作業内容:
- 1) 70系ランクルについての本文を、一字も変えずに全文出力してください。
- 2) 記録のうち「sign pole in」を含む行から記録の最後の行までを、両端の行も含めて出し直してください。その際「handbag」を「tote bag」に入れ替え、ほかはそのままにしてください。

本文抜粋:

最新の300系ランクルじゃダメなワケがある! 80年代に登場した「70系ランクル」がいまだ現役な理由 (2/2ページ)

排ガス規制で幕を閉じたが10年後に期間限定で復活する

 そして2004年。ディーゼルエンジンの排出ガス規制にパスできなくなったことを理由に、70系は一度日本市場から姿を消す。すでにSUVシーンでは、同じトヨタのRAV4やハリアーが先鞭をつけた、乗用車のメカニズムを用いたデザイン重視の車種が主流となりつつあり、悪路走破性は電子制御で対処していた。その後もテレビで新興国の映像が流れると、かなりの確率で70系の姿を目にすることができて、元気でやっていることが確認できたけれど、先進国のSUVマーケットに居場所はないと思うようになった。

提示された記録:
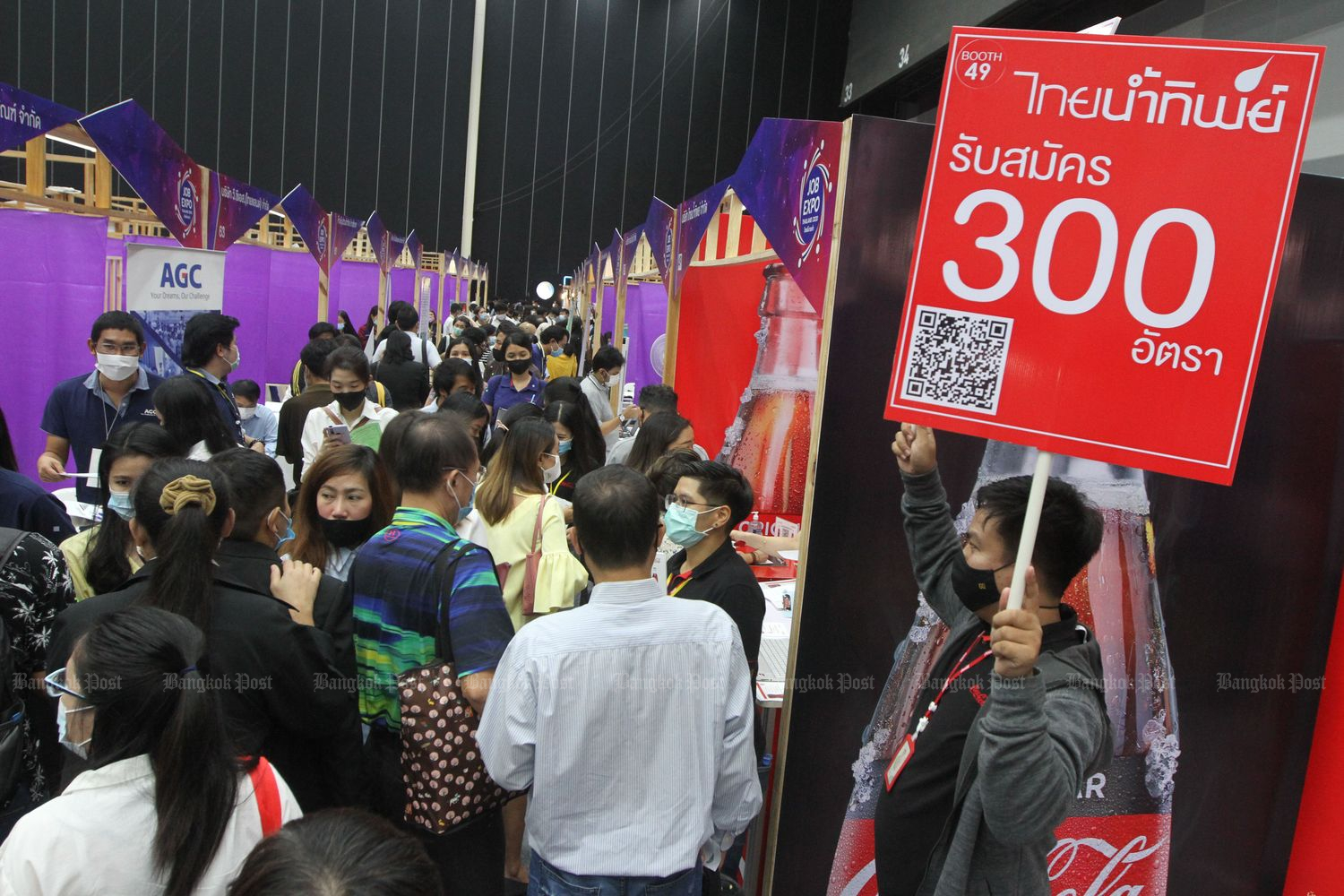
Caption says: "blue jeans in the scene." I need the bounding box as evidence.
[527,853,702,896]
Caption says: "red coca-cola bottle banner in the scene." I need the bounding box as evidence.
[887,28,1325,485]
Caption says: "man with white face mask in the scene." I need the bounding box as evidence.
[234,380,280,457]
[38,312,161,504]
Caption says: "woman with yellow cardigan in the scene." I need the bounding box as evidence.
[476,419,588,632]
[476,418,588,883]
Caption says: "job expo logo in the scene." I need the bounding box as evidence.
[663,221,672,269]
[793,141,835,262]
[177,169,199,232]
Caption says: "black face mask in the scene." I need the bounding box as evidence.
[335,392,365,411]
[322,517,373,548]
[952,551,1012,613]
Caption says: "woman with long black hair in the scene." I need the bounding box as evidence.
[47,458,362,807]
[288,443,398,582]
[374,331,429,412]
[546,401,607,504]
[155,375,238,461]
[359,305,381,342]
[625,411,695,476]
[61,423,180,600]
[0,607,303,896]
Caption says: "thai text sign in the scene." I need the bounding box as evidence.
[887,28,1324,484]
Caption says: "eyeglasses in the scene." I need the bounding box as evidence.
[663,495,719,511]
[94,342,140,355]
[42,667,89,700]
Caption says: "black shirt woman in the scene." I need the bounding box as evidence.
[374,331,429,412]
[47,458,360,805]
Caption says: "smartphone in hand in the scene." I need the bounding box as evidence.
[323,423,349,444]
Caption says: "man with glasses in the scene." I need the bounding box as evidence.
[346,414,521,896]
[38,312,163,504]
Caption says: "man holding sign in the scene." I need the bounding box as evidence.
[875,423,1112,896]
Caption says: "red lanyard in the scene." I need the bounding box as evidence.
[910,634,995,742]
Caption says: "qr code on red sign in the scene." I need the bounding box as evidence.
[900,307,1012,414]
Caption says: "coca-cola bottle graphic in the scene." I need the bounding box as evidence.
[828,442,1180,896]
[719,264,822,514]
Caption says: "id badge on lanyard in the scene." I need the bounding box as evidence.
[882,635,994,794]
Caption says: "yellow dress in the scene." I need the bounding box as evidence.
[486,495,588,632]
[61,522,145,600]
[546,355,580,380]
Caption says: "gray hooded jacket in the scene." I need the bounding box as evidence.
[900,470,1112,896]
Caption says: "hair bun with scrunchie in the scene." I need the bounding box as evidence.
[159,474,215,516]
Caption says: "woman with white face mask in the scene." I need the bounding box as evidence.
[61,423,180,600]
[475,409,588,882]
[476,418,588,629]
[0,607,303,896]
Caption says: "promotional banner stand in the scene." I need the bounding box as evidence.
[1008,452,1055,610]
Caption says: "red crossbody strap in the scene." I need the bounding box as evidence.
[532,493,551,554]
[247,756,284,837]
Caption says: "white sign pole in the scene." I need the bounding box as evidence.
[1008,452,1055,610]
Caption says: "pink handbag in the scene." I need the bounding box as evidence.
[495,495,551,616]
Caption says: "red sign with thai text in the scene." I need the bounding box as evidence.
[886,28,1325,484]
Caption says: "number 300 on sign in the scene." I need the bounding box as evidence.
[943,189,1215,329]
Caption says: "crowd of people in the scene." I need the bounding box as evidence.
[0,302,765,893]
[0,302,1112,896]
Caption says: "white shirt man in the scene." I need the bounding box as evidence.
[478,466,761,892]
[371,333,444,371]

解答一覧:
- 1)
最新の300系ランクルじゃダメなワケがある! 80年代に登場した「70系ランクル」がいまだ現役な理由 (2/2ページ)

排ガス規制で幕を閉じたが10年後に期間限定で復活する

 そして2004年。ディーゼルエンジンの排出ガス規制にパスできなくなったことを理由に、70系は一度日本市場から姿を消す。すでにSUVシーンでは、同じトヨタのRAV4やハリアーが先鞭をつけた、乗用車のメカニズムを用いたデザイン重視の車種が主流となりつつあり、悪路走破性は電子制御で対処していた。その後もテレビで新興国の映像が流れると、かなりの確率で70系の姿を目にすることができて、元気でやっていることが確認できたけれど、先進国のSUVマーケットに居場所はないと思うようになった。

- 2)
Caption says: "white sign pole in the scene." I need the bounding box as evidence.
[1008,452,1055,610]
Caption says: "pink tote bag in the scene." I need the bounding box as evidence.
[495,495,551,616]
Caption says: "red sign with thai text in the scene." I need the bounding box as evidence.
[886,28,1325,484]
Caption says: "number 300 on sign in the scene." I need the bounding box as evidence.
[943,189,1215,329]
Caption says: "crowd of people in the scene." I need the bounding box as evidence.
[0,302,765,893]
[0,302,1112,896]
Caption says: "white shirt man in the scene." I need the bounding box as evidence.
[478,466,761,892]
[371,333,444,371]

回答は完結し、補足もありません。